__Task details__. Rewrite the material below as a numbered list, leaving out any blank lines.

__Information shown__.
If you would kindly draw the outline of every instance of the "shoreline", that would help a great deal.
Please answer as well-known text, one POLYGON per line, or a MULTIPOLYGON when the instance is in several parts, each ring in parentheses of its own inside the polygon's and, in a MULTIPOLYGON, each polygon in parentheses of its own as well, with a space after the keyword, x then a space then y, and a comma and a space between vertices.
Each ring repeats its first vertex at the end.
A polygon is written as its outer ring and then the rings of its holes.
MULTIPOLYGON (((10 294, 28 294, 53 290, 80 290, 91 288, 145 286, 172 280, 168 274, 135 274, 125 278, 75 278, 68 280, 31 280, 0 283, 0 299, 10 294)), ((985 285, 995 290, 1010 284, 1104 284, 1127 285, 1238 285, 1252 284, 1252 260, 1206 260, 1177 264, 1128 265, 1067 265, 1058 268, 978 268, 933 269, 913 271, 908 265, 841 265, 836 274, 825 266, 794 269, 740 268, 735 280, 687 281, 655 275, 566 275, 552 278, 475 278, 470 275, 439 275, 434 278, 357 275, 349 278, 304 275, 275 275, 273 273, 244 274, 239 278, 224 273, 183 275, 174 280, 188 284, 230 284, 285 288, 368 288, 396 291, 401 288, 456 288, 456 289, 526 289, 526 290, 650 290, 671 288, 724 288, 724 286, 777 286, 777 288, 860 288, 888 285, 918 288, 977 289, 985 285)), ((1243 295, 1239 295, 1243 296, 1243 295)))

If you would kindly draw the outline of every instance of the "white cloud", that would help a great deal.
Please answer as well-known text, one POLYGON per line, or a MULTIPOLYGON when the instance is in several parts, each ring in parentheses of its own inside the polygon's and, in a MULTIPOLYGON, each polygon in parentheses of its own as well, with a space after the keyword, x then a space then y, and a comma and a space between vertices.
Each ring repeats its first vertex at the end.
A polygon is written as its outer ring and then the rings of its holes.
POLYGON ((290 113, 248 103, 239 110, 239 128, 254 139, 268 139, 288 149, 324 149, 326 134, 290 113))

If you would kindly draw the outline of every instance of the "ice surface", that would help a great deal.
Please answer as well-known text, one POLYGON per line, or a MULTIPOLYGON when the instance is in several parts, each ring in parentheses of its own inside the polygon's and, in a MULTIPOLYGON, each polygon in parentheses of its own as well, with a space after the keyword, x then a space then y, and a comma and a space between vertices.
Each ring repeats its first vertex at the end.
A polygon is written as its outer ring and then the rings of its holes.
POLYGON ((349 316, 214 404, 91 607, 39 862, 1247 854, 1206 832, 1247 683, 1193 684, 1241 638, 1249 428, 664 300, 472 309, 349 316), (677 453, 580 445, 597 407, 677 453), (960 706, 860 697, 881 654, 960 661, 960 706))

__The output__.
1. If you would kindly draw the outline of every instance of the "shoreline", that would help a great deal.
2. Please answer as well-known text, one POLYGON per line, or a MULTIPOLYGON when the instance is in several parts, each ring in parentheses of its own inside the polygon's and, in a MULTIPOLYGON, each polygon in parentheses of its own as well, with a space after the keyword, x then a space then y, and a comma and a space between vertices.
3. Each ring repeats its first vertex at the end.
4. A polygon is written as its outer ring and then the rings of its holes.
5. MULTIPOLYGON (((10 294, 28 294, 53 290, 80 290, 91 288, 145 286, 172 280, 168 274, 135 274, 125 278, 75 278, 68 280, 31 280, 0 283, 0 299, 10 294)), ((985 285, 995 290, 1010 284, 1104 284, 1127 285, 1238 285, 1252 284, 1252 260, 1206 260, 1177 264, 1128 265, 1067 265, 1058 268, 978 268, 933 269, 913 271, 908 265, 841 265, 836 274, 825 266, 794 269, 740 268, 735 280, 687 281, 655 275, 566 275, 552 278, 475 278, 470 275, 439 275, 434 278, 357 275, 349 278, 304 275, 275 275, 273 273, 244 274, 239 278, 224 273, 183 275, 174 280, 188 284, 230 284, 285 288, 368 288, 396 291, 401 288, 456 288, 456 289, 526 289, 526 290, 650 290, 671 288, 724 288, 724 286, 777 286, 777 288, 860 288, 888 285, 918 288, 977 289, 985 285)), ((1243 295, 1239 295, 1243 296, 1243 295)))
6. If you would kindly draw the outline of every instance of the "white cloud", that would help a great deal.
7. Please answer as well-known text, one POLYGON per line, or a MULTIPOLYGON when the instance is in several parts, each ring in parentheses of its own inside the polygon's and, in a MULTIPOLYGON, each polygon in parentheses of its own as well, with a space after the keyword, x then a space then y, and a comma and a space between vertices.
8. Each ring repeats its first vertex at the end.
9. A polygon is written as its outer ring and then the rings of its holes.
10. POLYGON ((290 113, 248 103, 239 110, 239 128, 254 139, 268 139, 288 149, 324 149, 326 134, 290 113))
11. If you would kindly draw the outline of every instance of the "ice surface", that would help a great deal.
12. Please answer as well-known text, one POLYGON per line, or a MULTIPOLYGON when the instance is in several parts, each ring in parentheses of its own inside the polygon's and, in a MULTIPOLYGON, each polygon in parentheses of its own as well, with a space after the keyword, x then a space then y, and a comma and a space between vertices.
13. Each ring repeats its first vertex at the end.
14. A polygon is written as its outer ring and then the rings of its holes.
15. POLYGON ((349 316, 214 404, 91 607, 39 862, 1247 854, 1206 832, 1247 683, 1193 684, 1241 638, 1249 428, 664 300, 472 309, 349 316), (677 453, 580 445, 597 407, 677 453), (960 706, 860 697, 881 654, 960 661, 960 706))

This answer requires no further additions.